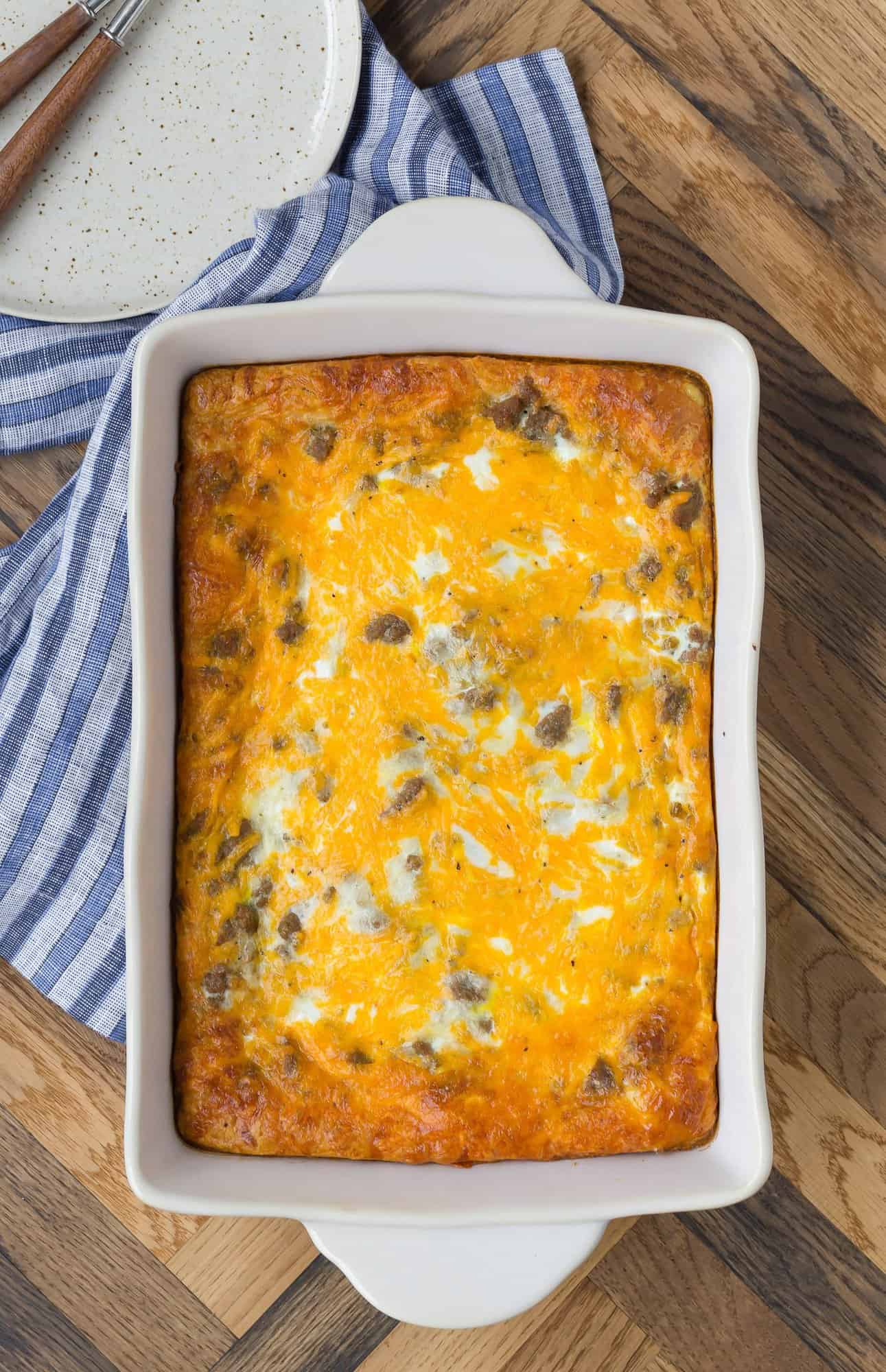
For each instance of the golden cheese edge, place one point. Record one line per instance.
(446, 860)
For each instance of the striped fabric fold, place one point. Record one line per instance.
(512, 132)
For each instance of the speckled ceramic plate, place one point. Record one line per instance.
(215, 108)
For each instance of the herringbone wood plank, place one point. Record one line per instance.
(744, 153)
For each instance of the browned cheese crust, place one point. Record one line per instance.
(446, 860)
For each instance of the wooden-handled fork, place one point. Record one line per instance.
(29, 146)
(27, 61)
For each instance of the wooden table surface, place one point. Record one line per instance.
(743, 146)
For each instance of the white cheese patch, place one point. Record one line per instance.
(268, 810)
(612, 853)
(480, 857)
(427, 566)
(305, 585)
(408, 761)
(564, 818)
(590, 916)
(681, 792)
(358, 906)
(505, 735)
(578, 744)
(480, 467)
(428, 950)
(620, 613)
(393, 474)
(305, 909)
(566, 451)
(441, 644)
(402, 880)
(552, 540)
(668, 639)
(305, 1008)
(511, 562)
(327, 665)
(438, 1032)
(501, 946)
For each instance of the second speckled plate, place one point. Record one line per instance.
(213, 110)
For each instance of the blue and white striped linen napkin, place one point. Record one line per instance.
(512, 132)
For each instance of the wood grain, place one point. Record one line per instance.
(850, 69)
(719, 198)
(828, 1146)
(27, 147)
(808, 1274)
(725, 61)
(70, 1248)
(29, 482)
(23, 65)
(239, 1267)
(689, 1301)
(587, 1333)
(847, 890)
(412, 1349)
(318, 1323)
(830, 1005)
(65, 1085)
(36, 1336)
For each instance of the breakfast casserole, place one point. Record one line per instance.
(446, 858)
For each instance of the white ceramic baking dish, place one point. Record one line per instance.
(435, 1245)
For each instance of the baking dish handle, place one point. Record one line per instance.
(456, 244)
(456, 1279)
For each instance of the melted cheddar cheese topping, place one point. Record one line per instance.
(446, 869)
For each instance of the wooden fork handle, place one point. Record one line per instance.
(26, 149)
(22, 65)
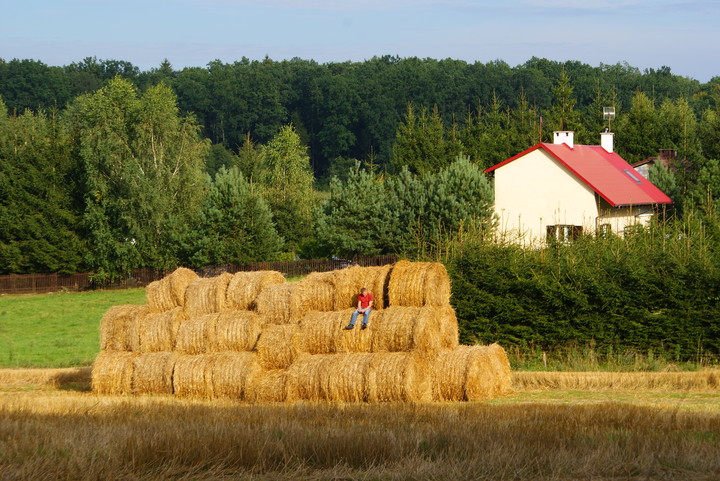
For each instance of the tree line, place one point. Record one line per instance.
(107, 168)
(350, 110)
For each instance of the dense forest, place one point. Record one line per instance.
(107, 168)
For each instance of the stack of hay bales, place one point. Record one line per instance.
(255, 337)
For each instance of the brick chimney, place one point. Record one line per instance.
(607, 141)
(564, 137)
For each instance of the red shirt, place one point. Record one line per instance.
(365, 300)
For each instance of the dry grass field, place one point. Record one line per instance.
(555, 426)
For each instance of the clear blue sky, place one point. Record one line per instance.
(682, 34)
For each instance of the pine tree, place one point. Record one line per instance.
(143, 166)
(288, 186)
(236, 223)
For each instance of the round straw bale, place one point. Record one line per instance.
(169, 292)
(398, 329)
(268, 386)
(350, 280)
(118, 328)
(273, 303)
(315, 292)
(196, 336)
(398, 376)
(112, 372)
(501, 368)
(277, 346)
(153, 373)
(419, 284)
(207, 295)
(236, 331)
(449, 374)
(330, 377)
(158, 332)
(323, 333)
(232, 373)
(471, 373)
(244, 287)
(192, 376)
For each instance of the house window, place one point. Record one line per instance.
(604, 231)
(563, 233)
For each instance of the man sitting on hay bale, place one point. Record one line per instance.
(365, 301)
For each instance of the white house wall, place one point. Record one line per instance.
(535, 191)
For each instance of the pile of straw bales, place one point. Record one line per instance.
(253, 336)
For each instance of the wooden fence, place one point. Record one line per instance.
(38, 283)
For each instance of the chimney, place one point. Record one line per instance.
(563, 137)
(606, 141)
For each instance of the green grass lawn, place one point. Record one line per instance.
(56, 330)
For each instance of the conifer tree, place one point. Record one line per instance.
(235, 225)
(288, 185)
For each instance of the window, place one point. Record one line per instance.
(604, 231)
(563, 233)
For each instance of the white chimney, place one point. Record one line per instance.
(606, 141)
(564, 137)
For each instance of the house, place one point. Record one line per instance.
(557, 191)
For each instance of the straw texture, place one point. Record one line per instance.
(169, 292)
(119, 330)
(153, 373)
(207, 296)
(112, 372)
(419, 284)
(158, 332)
(244, 287)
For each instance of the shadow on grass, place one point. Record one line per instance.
(77, 379)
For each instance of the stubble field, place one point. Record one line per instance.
(555, 426)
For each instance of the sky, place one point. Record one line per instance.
(681, 34)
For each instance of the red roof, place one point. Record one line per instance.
(608, 174)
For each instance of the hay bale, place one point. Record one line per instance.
(112, 372)
(315, 292)
(236, 331)
(277, 346)
(399, 376)
(350, 280)
(118, 328)
(323, 333)
(277, 304)
(501, 368)
(197, 336)
(359, 377)
(153, 373)
(268, 386)
(207, 295)
(419, 284)
(232, 374)
(169, 292)
(426, 329)
(244, 287)
(158, 332)
(471, 373)
(192, 376)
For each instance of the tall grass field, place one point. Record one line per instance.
(555, 426)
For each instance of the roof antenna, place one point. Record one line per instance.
(608, 114)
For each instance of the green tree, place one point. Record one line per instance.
(354, 220)
(422, 143)
(143, 167)
(563, 115)
(288, 183)
(235, 225)
(38, 219)
(638, 132)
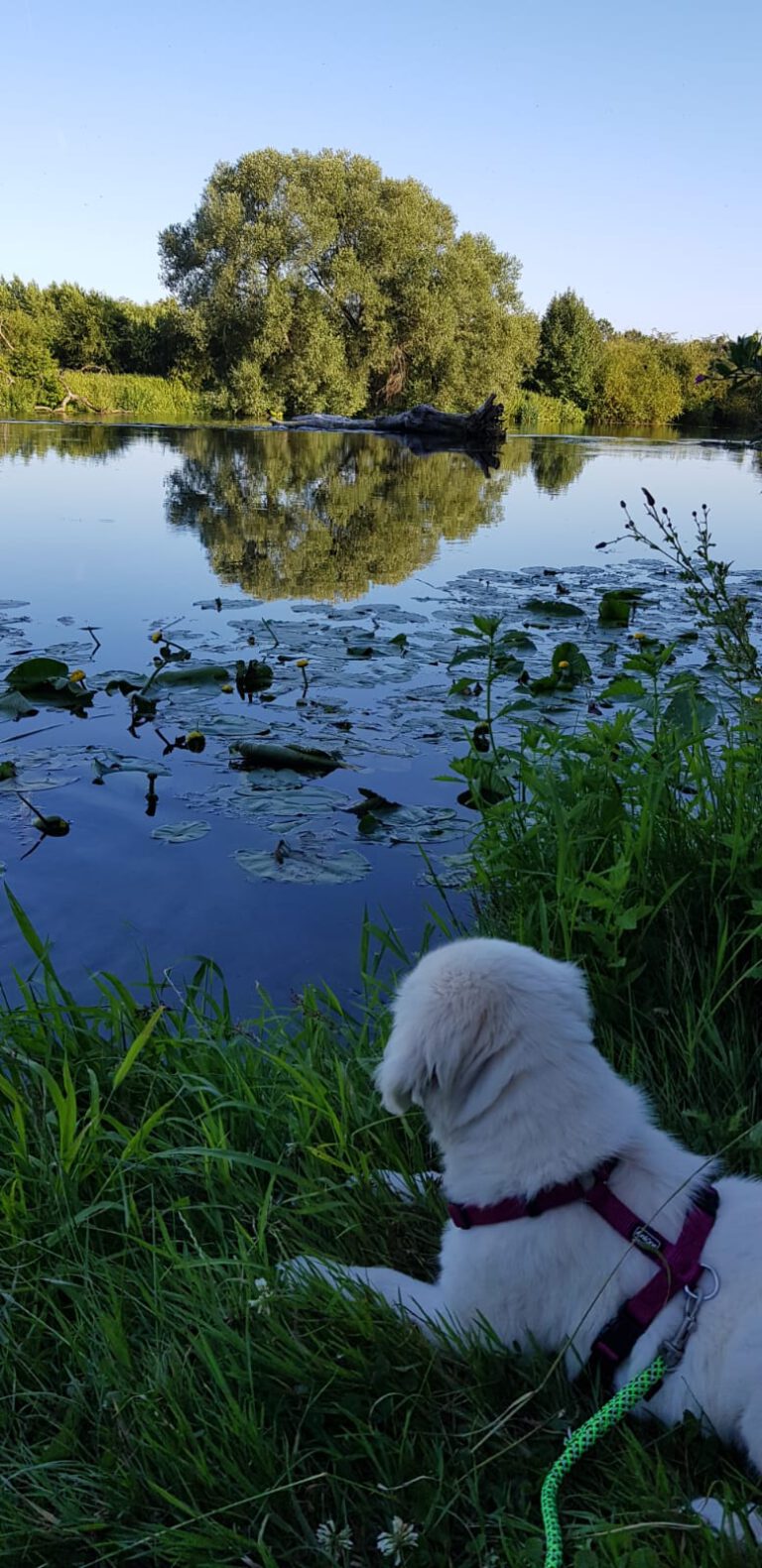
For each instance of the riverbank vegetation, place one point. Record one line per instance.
(167, 1399)
(313, 283)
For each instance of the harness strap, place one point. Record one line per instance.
(678, 1263)
(680, 1267)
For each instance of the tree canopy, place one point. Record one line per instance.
(318, 283)
(572, 345)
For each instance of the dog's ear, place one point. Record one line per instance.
(445, 1054)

_Exercise_: Copy the whole listing above word for word, from its first line through its last, leaving out the pictures.

_Solution for this task_:
For each instance of the golden cheese edge, place one point. Record one line per instance.
(446, 860)
For each instance of the striped fabric fold, place one point. Record one line per instance.
(512, 132)
For each instance of the speckled ceramic plate, place one point. Record one line per instance.
(215, 108)
For each instance of the herringbone wood plank, place one point. Record one line per instance.
(744, 153)
For each instance of the browned cheese crust, place one point. Record one line per instance.
(446, 860)
For each instance of the wooden-handled fork, place one point. Record one line per instance.
(29, 146)
(27, 61)
For each instance of the wooden table surface, place one point. Record one line per instance.
(743, 146)
For each instance of the white cheese patch, place one point. Record one line per instance.
(268, 810)
(612, 853)
(480, 857)
(427, 566)
(305, 585)
(408, 761)
(564, 818)
(590, 916)
(681, 792)
(358, 906)
(505, 735)
(578, 744)
(480, 467)
(428, 950)
(620, 613)
(393, 474)
(305, 909)
(566, 451)
(441, 644)
(402, 880)
(552, 540)
(668, 639)
(305, 1008)
(511, 562)
(327, 665)
(438, 1032)
(501, 946)
For each instance of the second speckled plate, place one point. Record one line per instance.
(213, 110)
For each instance of the blue and white striped linen napkin, place one point. Record one line per instance.
(512, 132)
For each instance of the wood grain, place one point. Record one line per instance.
(850, 69)
(719, 198)
(828, 1146)
(27, 147)
(808, 1274)
(725, 61)
(70, 1248)
(29, 482)
(23, 65)
(239, 1267)
(689, 1301)
(587, 1333)
(847, 890)
(412, 1349)
(318, 1323)
(830, 1005)
(65, 1085)
(36, 1336)
For each instance of the breakfast casserole, place one point. Record one line per instance.
(446, 858)
For each instance of the white ceramic baking dish, place one point. Record one line per instance.
(435, 1245)
For each instance of the baking dish handle, place one point. Record one line per instance.
(456, 244)
(456, 1279)
For each instance of the melted cheddar cheese topping, place one point. Record one line per instance.
(446, 869)
For each instance of the wooden fork handle, place one point. Record one line per instance.
(26, 149)
(22, 65)
For each instance of the tree line, place one point. Record one line per instance.
(107, 168)
(350, 110)
For each instance of the dense forest, place one point. Record one line per instance.
(107, 168)
For each instance of the stack of hay bales, place one point. Record one line per instance.
(255, 337)
For each instance of the brick chimney, place one point. Record one line per instance.
(607, 141)
(564, 137)
For each instance of the red shirt, place one point. Record one line per instance.
(365, 300)
For each instance of the dry grass field, place one point. Record one line per instance.
(555, 426)
For each instance of the clear blue sky, place one point. Record one line per instance.
(682, 34)
For each instance of the pine tree, place one point. Record one line per instance.
(143, 166)
(288, 186)
(236, 223)
For each instance of the round straw bale, place one point. Record one line per instance.
(169, 292)
(398, 329)
(268, 386)
(350, 280)
(118, 328)
(273, 303)
(315, 292)
(196, 336)
(398, 376)
(112, 372)
(501, 368)
(277, 346)
(153, 373)
(419, 284)
(207, 295)
(236, 331)
(449, 374)
(330, 377)
(158, 332)
(323, 333)
(232, 373)
(471, 373)
(244, 287)
(192, 376)
For each instance of the house window, place one point. Record one line per instance.
(604, 231)
(563, 233)
For each instance of the man sitting on hay bale, place one point. Record one line per instance.
(365, 301)
For each instance of the white house wall, place one point. Record one line per instance.
(535, 191)
For each instance of the pile of straw bales, place one point. Record one line per instance.
(253, 336)
For each instance of the wooden fence, place one point. Record one line per instance.
(38, 283)
For each instance of the chimney, place one point. Record one line per instance.
(563, 137)
(606, 141)
For each instance of the green grass lawn, place one point. Record one line per instance.
(56, 330)
For each instance of the conifer tree, place one point. Record one line per instance.
(235, 225)
(288, 185)
For each instance of the window, place one point. Record one line per instance.
(604, 231)
(563, 233)
For each instance of the white chimney, place one point. Record one line per instance.
(606, 141)
(564, 137)
For each instance of the house, place one point. Record one line per instance.
(557, 191)
For each instance of the straw texture, place one point. Record one line per instance.
(169, 292)
(119, 330)
(153, 373)
(207, 296)
(112, 372)
(419, 284)
(158, 332)
(244, 287)
For each instance of the shadow on grass, place one point. Record one line per instance.
(77, 379)
For each instance of the stubble field, place one point. Record one line per instance.
(555, 426)
For each instance of the sky, place one point. Record one line per instance.
(681, 34)
For each instance of the red roof, place one point. Record one line per instance.
(608, 174)
For each instance of the hay bale, place one point. Record one line per instance.
(112, 372)
(315, 292)
(236, 331)
(277, 346)
(399, 376)
(350, 280)
(118, 328)
(323, 333)
(277, 304)
(501, 368)
(197, 336)
(359, 377)
(153, 373)
(268, 386)
(207, 295)
(419, 284)
(232, 374)
(169, 292)
(426, 329)
(244, 287)
(158, 332)
(471, 373)
(192, 376)
For each instance of the tall grass field, place one point. Record one line per instance.
(555, 426)
For each instance of the roof antenna, place one point. Record one line per instance.
(608, 114)
For each instance of the green tree, place one point. Record one line per instance.
(354, 220)
(422, 143)
(143, 167)
(563, 115)
(288, 183)
(235, 225)
(38, 219)
(638, 132)
For each instance of the riverbank vegetation, place one point. Record one line per instance.
(167, 1399)
(313, 283)
For each instance of the harness strap, place one point. Record one line per instance.
(678, 1263)
(680, 1267)
For each instance of the tree canopy, place one point. Record one line per instance.
(318, 283)
(572, 345)
For each instance of the dog's ear, place one point. Record one line per instance.
(445, 1054)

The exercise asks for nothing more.